• **Instructions to follow**:
Could you print every line from the first one of the records below through the line containing "box: [1307, 584, 1409, 639]", with both included and nothing else?

• **Data for this task**:
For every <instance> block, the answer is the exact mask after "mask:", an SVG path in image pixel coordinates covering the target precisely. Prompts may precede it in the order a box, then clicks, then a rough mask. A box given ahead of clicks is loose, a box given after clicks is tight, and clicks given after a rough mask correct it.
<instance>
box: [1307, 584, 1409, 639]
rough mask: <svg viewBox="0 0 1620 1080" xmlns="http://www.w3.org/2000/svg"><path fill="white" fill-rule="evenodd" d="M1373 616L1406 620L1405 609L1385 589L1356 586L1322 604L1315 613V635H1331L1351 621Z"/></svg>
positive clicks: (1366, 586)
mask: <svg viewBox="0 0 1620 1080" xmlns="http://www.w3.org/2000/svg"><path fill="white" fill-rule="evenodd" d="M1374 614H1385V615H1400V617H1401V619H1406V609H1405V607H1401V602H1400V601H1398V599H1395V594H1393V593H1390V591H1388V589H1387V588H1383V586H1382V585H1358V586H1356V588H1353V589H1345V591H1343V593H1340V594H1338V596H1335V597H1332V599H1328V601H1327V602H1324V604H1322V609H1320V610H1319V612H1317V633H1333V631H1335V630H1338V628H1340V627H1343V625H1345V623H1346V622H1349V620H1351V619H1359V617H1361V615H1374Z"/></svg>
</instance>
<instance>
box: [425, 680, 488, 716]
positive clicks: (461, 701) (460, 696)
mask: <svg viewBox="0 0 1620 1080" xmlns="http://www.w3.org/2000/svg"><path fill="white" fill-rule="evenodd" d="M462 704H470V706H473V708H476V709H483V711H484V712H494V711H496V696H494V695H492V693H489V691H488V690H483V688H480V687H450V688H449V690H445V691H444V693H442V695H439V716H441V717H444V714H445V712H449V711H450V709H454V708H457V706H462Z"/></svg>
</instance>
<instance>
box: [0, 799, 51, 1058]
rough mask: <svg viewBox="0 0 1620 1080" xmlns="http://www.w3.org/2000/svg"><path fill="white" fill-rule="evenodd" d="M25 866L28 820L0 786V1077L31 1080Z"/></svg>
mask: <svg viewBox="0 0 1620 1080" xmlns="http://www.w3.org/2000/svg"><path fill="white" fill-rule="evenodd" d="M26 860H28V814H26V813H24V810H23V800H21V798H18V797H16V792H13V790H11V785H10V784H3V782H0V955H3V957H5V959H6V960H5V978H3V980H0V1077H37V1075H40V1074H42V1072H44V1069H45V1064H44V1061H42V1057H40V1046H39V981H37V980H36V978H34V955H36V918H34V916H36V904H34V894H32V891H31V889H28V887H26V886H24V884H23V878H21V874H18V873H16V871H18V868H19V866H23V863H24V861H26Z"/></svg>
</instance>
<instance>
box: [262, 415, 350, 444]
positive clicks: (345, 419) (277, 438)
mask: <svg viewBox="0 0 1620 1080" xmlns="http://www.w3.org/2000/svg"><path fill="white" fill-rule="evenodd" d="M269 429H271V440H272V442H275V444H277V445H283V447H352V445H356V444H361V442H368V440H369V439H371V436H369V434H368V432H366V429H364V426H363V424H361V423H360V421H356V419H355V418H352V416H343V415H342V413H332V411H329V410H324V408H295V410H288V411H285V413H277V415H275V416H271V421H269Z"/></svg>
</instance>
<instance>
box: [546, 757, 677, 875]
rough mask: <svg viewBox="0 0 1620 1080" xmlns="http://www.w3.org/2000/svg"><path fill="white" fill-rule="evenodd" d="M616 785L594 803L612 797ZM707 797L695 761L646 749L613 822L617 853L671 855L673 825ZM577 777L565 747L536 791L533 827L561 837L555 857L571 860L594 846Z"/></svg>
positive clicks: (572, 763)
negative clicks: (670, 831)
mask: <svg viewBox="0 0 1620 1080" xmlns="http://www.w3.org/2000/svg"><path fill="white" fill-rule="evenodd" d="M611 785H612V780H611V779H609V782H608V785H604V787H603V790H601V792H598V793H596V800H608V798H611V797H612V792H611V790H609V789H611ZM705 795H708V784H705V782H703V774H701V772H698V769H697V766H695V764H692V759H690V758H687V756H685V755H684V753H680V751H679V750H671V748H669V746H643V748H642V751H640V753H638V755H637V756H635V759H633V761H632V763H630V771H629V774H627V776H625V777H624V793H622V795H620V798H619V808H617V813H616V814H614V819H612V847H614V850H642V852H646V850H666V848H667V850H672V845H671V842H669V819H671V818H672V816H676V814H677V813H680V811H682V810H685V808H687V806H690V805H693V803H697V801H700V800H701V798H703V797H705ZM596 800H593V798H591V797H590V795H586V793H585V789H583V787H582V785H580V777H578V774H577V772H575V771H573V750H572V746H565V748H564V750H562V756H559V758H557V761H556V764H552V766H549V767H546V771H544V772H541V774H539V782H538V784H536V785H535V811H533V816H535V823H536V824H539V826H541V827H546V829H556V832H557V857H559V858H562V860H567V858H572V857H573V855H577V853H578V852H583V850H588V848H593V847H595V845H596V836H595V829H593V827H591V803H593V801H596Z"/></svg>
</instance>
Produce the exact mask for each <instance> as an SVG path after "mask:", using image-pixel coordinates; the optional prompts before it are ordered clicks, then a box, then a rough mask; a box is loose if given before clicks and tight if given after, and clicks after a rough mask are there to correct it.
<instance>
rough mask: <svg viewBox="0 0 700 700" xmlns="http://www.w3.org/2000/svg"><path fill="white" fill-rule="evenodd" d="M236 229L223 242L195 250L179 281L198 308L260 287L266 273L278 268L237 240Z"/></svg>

• **Written answer**:
For every <instance> block, the answer is the exact mask after "mask:", an SVG path in image pixel coordinates covering the target precisely. Prompts may precede it in the order a box, then clicks, then a rough mask. A box given ahead of clicks is loose, a box given after clicks is tight, and clicks given after a rough mask correct it.
<instance>
box: [1307, 584, 1409, 639]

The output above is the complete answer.